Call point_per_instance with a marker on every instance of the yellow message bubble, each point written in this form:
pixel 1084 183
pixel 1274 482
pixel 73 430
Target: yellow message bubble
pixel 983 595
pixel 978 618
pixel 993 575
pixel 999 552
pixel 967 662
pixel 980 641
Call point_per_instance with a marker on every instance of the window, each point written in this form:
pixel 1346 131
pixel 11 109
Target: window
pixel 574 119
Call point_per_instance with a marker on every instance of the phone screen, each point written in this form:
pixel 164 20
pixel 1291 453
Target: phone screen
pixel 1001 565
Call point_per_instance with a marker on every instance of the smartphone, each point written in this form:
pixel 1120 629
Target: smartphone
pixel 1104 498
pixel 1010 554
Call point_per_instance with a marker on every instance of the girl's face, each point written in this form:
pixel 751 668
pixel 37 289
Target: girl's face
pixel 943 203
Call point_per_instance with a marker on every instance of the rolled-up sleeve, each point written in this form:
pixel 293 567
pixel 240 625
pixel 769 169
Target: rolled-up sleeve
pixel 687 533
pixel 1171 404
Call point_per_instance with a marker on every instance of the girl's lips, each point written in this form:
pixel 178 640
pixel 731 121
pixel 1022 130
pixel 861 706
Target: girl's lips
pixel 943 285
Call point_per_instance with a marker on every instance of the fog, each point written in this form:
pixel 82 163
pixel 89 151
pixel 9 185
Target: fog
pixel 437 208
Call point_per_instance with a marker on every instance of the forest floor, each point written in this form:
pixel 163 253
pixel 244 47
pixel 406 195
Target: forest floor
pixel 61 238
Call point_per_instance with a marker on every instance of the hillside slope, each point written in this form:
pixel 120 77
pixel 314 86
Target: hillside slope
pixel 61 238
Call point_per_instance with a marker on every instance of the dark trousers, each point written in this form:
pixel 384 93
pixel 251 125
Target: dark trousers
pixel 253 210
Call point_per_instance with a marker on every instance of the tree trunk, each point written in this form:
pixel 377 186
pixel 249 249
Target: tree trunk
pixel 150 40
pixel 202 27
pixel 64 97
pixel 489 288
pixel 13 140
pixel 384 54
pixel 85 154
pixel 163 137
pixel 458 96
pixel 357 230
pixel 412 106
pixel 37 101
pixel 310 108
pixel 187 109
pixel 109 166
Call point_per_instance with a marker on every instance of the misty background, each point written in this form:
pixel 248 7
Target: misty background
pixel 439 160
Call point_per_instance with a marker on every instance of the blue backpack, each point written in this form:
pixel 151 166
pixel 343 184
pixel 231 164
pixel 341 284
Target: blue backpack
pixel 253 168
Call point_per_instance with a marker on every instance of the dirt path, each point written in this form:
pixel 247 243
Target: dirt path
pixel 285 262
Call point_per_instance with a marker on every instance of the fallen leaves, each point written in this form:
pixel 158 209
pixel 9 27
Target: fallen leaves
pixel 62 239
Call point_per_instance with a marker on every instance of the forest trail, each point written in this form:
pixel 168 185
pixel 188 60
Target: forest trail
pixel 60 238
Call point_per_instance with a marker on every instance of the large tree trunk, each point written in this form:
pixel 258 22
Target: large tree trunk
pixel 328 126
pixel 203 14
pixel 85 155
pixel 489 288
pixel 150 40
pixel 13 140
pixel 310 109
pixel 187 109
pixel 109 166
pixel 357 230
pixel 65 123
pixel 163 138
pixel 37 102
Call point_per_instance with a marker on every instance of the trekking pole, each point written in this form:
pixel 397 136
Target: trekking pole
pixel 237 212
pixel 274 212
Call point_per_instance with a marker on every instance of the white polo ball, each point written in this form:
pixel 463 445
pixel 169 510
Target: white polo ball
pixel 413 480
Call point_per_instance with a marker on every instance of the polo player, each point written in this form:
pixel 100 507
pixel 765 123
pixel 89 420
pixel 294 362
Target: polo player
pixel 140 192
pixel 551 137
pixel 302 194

====================

■ Your objective: Reproduce all of the data above line for line, without altering a single character.

■ Written answer:
Call point_per_instance with a marker on every instance of the yellow message bubble, each point written in this form:
pixel 1084 183
pixel 1274 482
pixel 73 430
Target: yellow message bubble
pixel 983 595
pixel 978 618
pixel 993 575
pixel 999 552
pixel 967 662
pixel 980 641
Call point_per_instance with a marker on every instance of the window, each point written in this form:
pixel 1346 131
pixel 11 109
Target: window
pixel 574 119
Call point_per_instance with a marker on every instance of the phone screen, each point written in this form:
pixel 164 20
pixel 1291 453
Target: phone screen
pixel 1001 565
Call point_per_instance with a marker on every instance of the smartphone, each point written in this form:
pixel 1120 629
Target: smartphone
pixel 1104 498
pixel 1010 554
Call point_per_instance with a marker on every instance of the girl's face, each point written in this form:
pixel 751 668
pixel 37 289
Target: girl's face
pixel 943 203
Call point_per_instance with a marker on every instance of the rolled-up sleeve, each point written in this form:
pixel 293 567
pixel 240 625
pixel 769 169
Target: rolled-up sleeve
pixel 687 533
pixel 1171 404
Call point_per_instance with a marker on every instance of the girl's lips, each point written in this form:
pixel 178 640
pixel 731 121
pixel 1022 130
pixel 861 706
Target: girl's lips
pixel 943 285
Call point_per_instance with a marker on every instance of the fog, each point written in this form:
pixel 82 163
pixel 89 151
pixel 9 185
Target: fog
pixel 437 208
Call point_per_instance with a marker on every instance of the forest floor, each point written in this form:
pixel 163 253
pixel 244 47
pixel 406 195
Target: forest floor
pixel 61 238
Call point_per_instance with a marker on every instance of the hillside slope, each point written in this form:
pixel 120 77
pixel 314 86
Target: hillside slope
pixel 61 238
Call point_per_instance with a marker on every instance of the dark trousers, each point written in this form:
pixel 384 93
pixel 251 125
Target: dark trousers
pixel 253 210
Call point_per_instance with a marker on every instance of the tree trunk, each point written in this form:
pixel 377 186
pixel 249 249
Target: tree trunk
pixel 150 40
pixel 202 27
pixel 64 97
pixel 489 288
pixel 13 140
pixel 384 54
pixel 85 154
pixel 163 137
pixel 458 96
pixel 357 230
pixel 412 106
pixel 37 101
pixel 310 108
pixel 187 109
pixel 109 166
Call point_per_instance with a marker on every instance of the misty background, each point written in this form:
pixel 248 7
Target: misty background
pixel 439 160
Call point_per_instance with a marker on every instance of the blue backpack, each point written in this form:
pixel 151 166
pixel 343 184
pixel 231 164
pixel 341 284
Target: blue backpack
pixel 253 168
Call point_per_instance with a marker on every instance of the dirt path, each point written in this form:
pixel 247 243
Target: dirt path
pixel 285 262
Call point_per_instance with a marker on every instance of the fallen leaves, each point written in this form:
pixel 158 209
pixel 9 27
Target: fallen leaves
pixel 62 239
Call point_per_instance with a marker on every instance of the forest trail, each point written in this form:
pixel 168 185
pixel 188 60
Target: forest trail
pixel 60 238
Call point_per_instance with a marker on every instance of the large tree trunk, each point written in this form:
pixel 258 22
Target: large tree trunk
pixel 328 126
pixel 203 14
pixel 85 155
pixel 489 288
pixel 150 40
pixel 13 140
pixel 310 109
pixel 187 109
pixel 109 166
pixel 357 230
pixel 65 123
pixel 163 138
pixel 37 102
Call point_per_instance with a marker on every instance of the trekking pole, each point written in this form:
pixel 397 136
Target: trekking pole
pixel 237 212
pixel 274 212
Call point_per_instance with a marker on every instance of the white polo ball, each point written in this form:
pixel 463 445
pixel 169 510
Target: white polo ball
pixel 413 480
Call point_per_instance with a marker on every instance of the polo player, each point written in this form:
pixel 100 507
pixel 765 123
pixel 89 420
pixel 294 362
Target: polo player
pixel 140 192
pixel 551 137
pixel 302 194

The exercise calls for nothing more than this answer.